# [Written exercise A]
Reproduce the passage below on the Mets' loss to the Marlins in full, word for word.

-------------------------

A penny for my thoughts? The team for whose chances I wouldn’t have given you a plug nickel a few weeks ago proceeded to turn on a dime and play like a million bucks, yet on Thursday night my paid admission entitled me only to watch them not amount to two bits for most of the evening, yet I was willing to gamble that they might cash in on a couple of late opportunities and hit the jackpot.
That and $2.75 deducted from my Metrocard will get me on the 7 Super Express amidst the decidedly more upscale U.S. Open crowd, albeit without a win rattling around in my pocket.
To coin a translation for those who do everything via debit these days: The Mets lost to the Marlins, an entity comprised of characters you wouldn’t want to get stuck on an elevator with, 6-4. The score indicates a close affair. It was closer to close enough; not blown out, not really in it. It was a game to be grinned and borne . Our boys weren’t going to reel off 32 in a row to close the campaign. The series had already been secured. A sweep would have been sweet. Two behind the Cardinals with 28 remaining will do.
We’re now in the month when the bottom line grows firm. Good signs, bad signs…that’s for when you’re feeling your way into summer. On September 1, when night games are suddenly taking place almost all in darkness and light bay breezes portend heavy sweaters, there’s no time for figuring out how the hell we’re gonna get where we need to wind up.
Yet our Super Express is being held at the station by a signal problem, and not just Tim Teufel ’s. The state of second base. The state of starting pitching. The state of the quads, knees and shoulders that aren’t necessarily officially disabled but in a less stakes-driven month would be. It’s September. You’re two games out. You use as many limbs and joints as you can. If they bark in the park, you give them a belly rub and let them nap for no more than a few innings.

-------------------------

# [Written exercise B]
Pull out each line of the records below that contains the string "beige", treating the match as case-sensitive.

-------------------------

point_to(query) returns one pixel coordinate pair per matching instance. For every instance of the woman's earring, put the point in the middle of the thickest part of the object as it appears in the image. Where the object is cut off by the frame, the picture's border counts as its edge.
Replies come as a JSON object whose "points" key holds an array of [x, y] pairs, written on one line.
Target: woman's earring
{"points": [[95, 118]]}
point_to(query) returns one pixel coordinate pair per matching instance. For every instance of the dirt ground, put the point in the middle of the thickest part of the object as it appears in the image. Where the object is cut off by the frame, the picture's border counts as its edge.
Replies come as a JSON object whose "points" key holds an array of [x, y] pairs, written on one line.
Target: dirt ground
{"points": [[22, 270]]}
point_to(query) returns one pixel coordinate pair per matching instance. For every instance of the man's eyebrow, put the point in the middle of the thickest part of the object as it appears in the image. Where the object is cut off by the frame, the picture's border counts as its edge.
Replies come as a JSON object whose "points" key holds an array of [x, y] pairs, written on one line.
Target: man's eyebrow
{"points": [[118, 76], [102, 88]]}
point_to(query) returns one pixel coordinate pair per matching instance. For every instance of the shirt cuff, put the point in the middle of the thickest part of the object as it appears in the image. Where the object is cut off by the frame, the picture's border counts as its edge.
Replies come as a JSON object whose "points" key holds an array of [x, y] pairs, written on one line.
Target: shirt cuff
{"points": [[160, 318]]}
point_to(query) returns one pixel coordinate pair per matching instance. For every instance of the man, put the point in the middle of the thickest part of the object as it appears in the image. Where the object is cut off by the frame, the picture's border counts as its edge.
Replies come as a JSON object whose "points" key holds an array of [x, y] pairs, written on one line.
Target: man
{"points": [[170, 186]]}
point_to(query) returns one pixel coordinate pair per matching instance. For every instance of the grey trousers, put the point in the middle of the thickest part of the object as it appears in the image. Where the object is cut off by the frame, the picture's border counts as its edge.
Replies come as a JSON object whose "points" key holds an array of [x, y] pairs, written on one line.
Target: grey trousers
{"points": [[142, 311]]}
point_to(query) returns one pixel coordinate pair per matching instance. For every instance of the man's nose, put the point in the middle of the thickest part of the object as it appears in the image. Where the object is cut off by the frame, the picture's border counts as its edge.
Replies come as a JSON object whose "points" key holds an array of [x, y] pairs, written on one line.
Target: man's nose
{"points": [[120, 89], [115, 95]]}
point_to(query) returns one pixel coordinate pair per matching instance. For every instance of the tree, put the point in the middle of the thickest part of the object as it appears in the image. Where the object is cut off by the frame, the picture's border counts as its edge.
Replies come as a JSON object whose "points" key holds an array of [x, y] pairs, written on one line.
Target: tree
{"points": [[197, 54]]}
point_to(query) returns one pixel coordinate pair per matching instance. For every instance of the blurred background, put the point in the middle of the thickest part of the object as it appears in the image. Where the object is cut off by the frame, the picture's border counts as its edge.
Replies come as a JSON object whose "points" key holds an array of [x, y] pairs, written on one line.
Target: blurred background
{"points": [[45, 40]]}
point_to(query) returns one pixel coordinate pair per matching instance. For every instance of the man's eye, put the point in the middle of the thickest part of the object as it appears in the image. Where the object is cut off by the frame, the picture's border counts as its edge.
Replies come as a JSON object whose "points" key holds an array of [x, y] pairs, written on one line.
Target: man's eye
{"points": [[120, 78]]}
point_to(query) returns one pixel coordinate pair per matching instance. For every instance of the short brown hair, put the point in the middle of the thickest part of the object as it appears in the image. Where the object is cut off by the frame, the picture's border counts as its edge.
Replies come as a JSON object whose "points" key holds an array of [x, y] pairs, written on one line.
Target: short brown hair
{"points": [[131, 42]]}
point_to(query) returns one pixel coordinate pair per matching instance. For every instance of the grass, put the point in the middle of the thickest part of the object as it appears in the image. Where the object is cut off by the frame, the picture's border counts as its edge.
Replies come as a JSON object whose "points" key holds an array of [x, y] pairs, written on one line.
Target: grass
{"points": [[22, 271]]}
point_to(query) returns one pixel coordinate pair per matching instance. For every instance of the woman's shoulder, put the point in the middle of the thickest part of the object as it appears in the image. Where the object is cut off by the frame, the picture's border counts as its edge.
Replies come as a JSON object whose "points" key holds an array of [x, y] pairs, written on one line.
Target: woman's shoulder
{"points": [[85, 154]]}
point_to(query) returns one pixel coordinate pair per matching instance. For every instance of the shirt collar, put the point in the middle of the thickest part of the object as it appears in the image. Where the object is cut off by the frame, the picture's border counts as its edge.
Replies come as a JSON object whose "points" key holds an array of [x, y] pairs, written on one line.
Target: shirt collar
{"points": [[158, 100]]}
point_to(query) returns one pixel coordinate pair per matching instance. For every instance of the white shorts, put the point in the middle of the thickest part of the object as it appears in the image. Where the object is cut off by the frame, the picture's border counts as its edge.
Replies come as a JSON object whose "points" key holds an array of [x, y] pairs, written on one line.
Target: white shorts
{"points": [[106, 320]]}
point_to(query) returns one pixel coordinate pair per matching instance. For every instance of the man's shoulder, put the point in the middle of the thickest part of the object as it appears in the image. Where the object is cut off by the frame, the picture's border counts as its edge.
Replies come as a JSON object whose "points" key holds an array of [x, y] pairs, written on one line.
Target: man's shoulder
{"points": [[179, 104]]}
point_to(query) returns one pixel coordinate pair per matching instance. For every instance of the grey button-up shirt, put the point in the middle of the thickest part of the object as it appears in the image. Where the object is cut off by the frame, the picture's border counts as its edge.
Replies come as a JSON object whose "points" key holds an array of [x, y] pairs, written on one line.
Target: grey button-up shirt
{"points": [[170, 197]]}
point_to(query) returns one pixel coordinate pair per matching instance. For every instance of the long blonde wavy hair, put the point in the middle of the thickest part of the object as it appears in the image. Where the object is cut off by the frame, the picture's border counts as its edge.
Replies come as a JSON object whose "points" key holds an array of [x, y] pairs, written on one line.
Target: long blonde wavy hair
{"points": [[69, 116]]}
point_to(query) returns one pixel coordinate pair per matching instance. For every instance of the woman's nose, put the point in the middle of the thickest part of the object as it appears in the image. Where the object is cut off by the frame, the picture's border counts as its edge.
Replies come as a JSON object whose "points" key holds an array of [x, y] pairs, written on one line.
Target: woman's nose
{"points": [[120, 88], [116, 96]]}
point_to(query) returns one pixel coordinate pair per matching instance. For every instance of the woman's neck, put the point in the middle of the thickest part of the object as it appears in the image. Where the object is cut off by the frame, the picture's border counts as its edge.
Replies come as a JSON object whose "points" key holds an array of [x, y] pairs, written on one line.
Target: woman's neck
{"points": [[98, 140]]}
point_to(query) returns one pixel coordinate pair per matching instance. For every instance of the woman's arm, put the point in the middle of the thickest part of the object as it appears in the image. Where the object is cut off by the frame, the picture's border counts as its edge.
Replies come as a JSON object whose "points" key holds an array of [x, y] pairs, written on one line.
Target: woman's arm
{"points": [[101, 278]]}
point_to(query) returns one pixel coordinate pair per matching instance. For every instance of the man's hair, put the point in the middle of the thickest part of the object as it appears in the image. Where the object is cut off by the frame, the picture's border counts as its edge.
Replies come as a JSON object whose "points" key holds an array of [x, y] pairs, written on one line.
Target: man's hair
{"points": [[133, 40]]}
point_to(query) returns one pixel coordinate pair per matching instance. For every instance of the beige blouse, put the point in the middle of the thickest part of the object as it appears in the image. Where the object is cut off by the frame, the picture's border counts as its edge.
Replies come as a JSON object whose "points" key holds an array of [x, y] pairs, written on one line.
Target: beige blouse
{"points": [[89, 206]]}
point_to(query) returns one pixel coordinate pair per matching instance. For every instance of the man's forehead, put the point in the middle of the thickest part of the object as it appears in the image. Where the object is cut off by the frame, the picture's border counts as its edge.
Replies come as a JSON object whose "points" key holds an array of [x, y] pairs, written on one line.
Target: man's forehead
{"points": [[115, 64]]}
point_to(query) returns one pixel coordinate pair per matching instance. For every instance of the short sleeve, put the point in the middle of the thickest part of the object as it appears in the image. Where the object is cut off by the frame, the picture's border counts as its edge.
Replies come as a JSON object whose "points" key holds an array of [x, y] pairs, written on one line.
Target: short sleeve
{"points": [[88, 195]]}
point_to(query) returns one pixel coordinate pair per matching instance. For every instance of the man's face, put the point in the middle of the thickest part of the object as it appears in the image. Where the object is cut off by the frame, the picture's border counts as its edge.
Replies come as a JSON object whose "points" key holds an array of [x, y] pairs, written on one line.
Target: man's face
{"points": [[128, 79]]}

-------------------------

# [Written response A]
A penny for my thoughts? The team for whose chances I wouldn’t have given you a plug nickel a few weeks ago proceeded to turn on a dime and play like a million bucks, yet on Thursday night my paid admission entitled me only to watch them not amount to two bits for most of the evening, yet I was willing to gamble that they might cash in on a couple of late opportunities and hit the jackpot.
That and $2.75 deducted from my Metrocard will get me on the 7 Super Express amidst the decidedly more upscale U.S. Open crowd, albeit without a win rattling around in my pocket.
To coin a translation for those who do everything via debit these days: The Mets lost to the Marlins, an entity comprised of characters you wouldn’t want to get stuck on an elevator with, 6-4. The score indicates a close affair. It was closer to close enough; not blown out, not really in it. It was a game to be grinned and borne . Our boys weren’t going to reel off 32 in a row to close the campaign. The series had already been secured. A sweep would have been sweet. Two behind the Cardinals with 28 remaining will do.
We’re now in the month when the bottom line grows firm. Good signs, bad signs…that’s for when you’re feeling your way into summer. On September 1, when night games are suddenly taking place almost all in darkness and light bay breezes portend heavy sweaters, there’s no time for figuring out how the hell we’re gonna get where we need to wind up.
Yet our Super Express is being held at the station by a signal problem, and not just Tim Teufel ’s. The state of second base. The state of starting pitching. The state of the quads, knees and shoulders that aren’t necessarily officially disabled but in a less stakes-driven month would be. It’s September. You’re two games out. You use as many limbs and joints as you can. If they bark in the park, you give them a belly rub and let them nap for no more than a few innings.

# [Written response B]
point_to(query) returns one pixel coordinate pair per matching instance. For every instance of the beige blouse, put the point in the middle of the thickest part of the object as it appears in the image. Where the object is cut off by the frame, the picture's border counts as its edge.
Target: beige blouse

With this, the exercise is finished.